**What is needed:**
Starting at the beginning of the material and ending with the line containing "<point>169,176</point>", write the lines out again, requests included. Rescale each answer's point coordinates by multiplying them by 0.35 and rounding to whole numbers (halves round up), leave the sample points in the requests unchanged, and leave the picture out.

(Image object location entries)
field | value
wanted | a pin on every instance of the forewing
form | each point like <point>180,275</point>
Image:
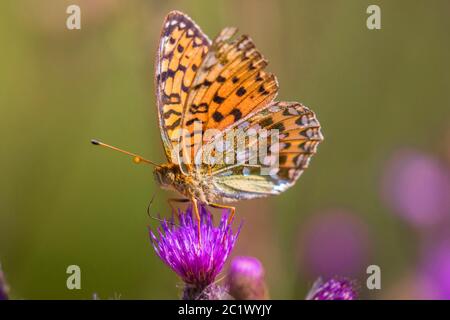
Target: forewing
<point>230,86</point>
<point>181,51</point>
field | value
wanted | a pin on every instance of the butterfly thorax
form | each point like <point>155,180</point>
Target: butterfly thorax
<point>169,176</point>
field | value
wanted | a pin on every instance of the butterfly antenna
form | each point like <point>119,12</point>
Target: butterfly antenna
<point>150,204</point>
<point>136,158</point>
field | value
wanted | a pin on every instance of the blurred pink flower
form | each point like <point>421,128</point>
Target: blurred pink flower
<point>332,243</point>
<point>417,187</point>
<point>435,268</point>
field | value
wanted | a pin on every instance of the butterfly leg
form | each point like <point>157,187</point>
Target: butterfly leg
<point>171,202</point>
<point>197,216</point>
<point>221,206</point>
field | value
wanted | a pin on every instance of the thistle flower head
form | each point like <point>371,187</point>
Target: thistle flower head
<point>246,279</point>
<point>333,289</point>
<point>196,263</point>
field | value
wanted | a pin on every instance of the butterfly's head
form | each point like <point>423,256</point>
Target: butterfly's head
<point>165,175</point>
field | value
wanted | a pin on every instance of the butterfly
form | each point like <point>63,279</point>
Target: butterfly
<point>220,86</point>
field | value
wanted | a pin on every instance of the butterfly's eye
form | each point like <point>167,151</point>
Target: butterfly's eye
<point>158,176</point>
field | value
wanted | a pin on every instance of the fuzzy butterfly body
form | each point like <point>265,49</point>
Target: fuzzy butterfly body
<point>221,86</point>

**Answer to this task:**
field | value
wanted | a pin on every instance of the forewing
form | each point like <point>180,275</point>
Image:
Target: forewing
<point>81,30</point>
<point>63,18</point>
field | value
wanted | a pin on every instance of the butterfly thorax
form | each point like <point>155,180</point>
Target: butterfly thorax
<point>59,62</point>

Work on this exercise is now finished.